Start GIVEN TEXT
A review by Bhuchung D Sonam
Grammy-nominated Tibetan musician, Tenzin Choegyal’s new album, Whispering Sky is delightful and elegant with each song skilfully crafted. This is a result of his collaborations with musicians from the US, Japan, Australia and Canada. Choegyal’s signature voice and his unique dranyen, a three-stringed instrument he has fashioned himself, which he calls Metok, are the centre piece in his other albums. I am enthralled by the song titled Jhala I Fly to You, which his inimitable interpretation and rephrasing of Like a Movie by Tendor from his album Madro (Don’t Go). For this song, which expresses a longing to be reunited with loved ones, Choegyal worked with Morley Shanti Kamen and Chris Bruce from US. In tune with times that we are living, the collaboration took place online with files digitally shared and ideas remotely exchanged.
Choegyal’s musical journey had been long and often tough. From a nomad boy in Tibet, he was taken to, and grew up, in a refugee school in India and then he became a self-taught musician busking in Australia. However, his decades of perseverance and consistency as an artiste is handsomely rewarded. He has performed to packed audiences in the Carnegie Hall and Sydney Opera House and has worked with many renowned artistes such as Philip Glass and Laurie Anderson. He is, perhaps, one of the best-known exiled Tibetan musicians today.
End GIVEN TEXT
Start GIVEN RECORDS
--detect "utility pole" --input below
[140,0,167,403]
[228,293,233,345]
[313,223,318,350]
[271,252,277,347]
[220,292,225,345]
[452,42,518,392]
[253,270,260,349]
End GIVEN RECORDS
Start GIVEN RECORDS
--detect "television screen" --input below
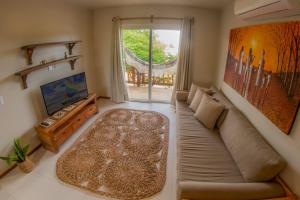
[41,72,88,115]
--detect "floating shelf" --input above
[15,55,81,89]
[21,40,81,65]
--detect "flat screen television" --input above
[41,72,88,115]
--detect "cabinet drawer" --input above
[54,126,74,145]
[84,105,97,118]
End GIVEN RECORDS
> _TASKS TO CARRY OUT_:
a: According to the album review, what name does Choegyal give the dranyen he made himself?
b: Rewrite the stretch of the album review from "A review by" through "ideas remotely exchanged.", changing "delightful" to "charming".
The items are from a separate source unrelated to the album review.

> _ANSWERS TO THE TASKS_:
a: Metok

b:
A review by Bhuchung D Sonam
Grammy-nominated Tibetan musician, Tenzin Choegyal’s new album, Whispering Sky is charming and elegant with each song skilfully crafted. This is a result of his collaborations with musicians from the US, Japan, Australia and Canada. Choegyal’s signature voice and his unique dranyen, a three-stringed instrument he has fashioned himself, which he calls Metok, are the centre piece in his other albums. I am enthralled by the song titled Jhala I Fly to You, which his inimitable interpretation and rephrasing of Like a Movie by Tendor from his album Madro (Don’t Go). For this song, which expresses a longing to be reunited with loved ones, Choegyal worked with Morley Shanti Kamen and Chris Bruce from US. In tune with times that we are living, the collaboration took place online with files digitally shared and ideas remotely exchanged.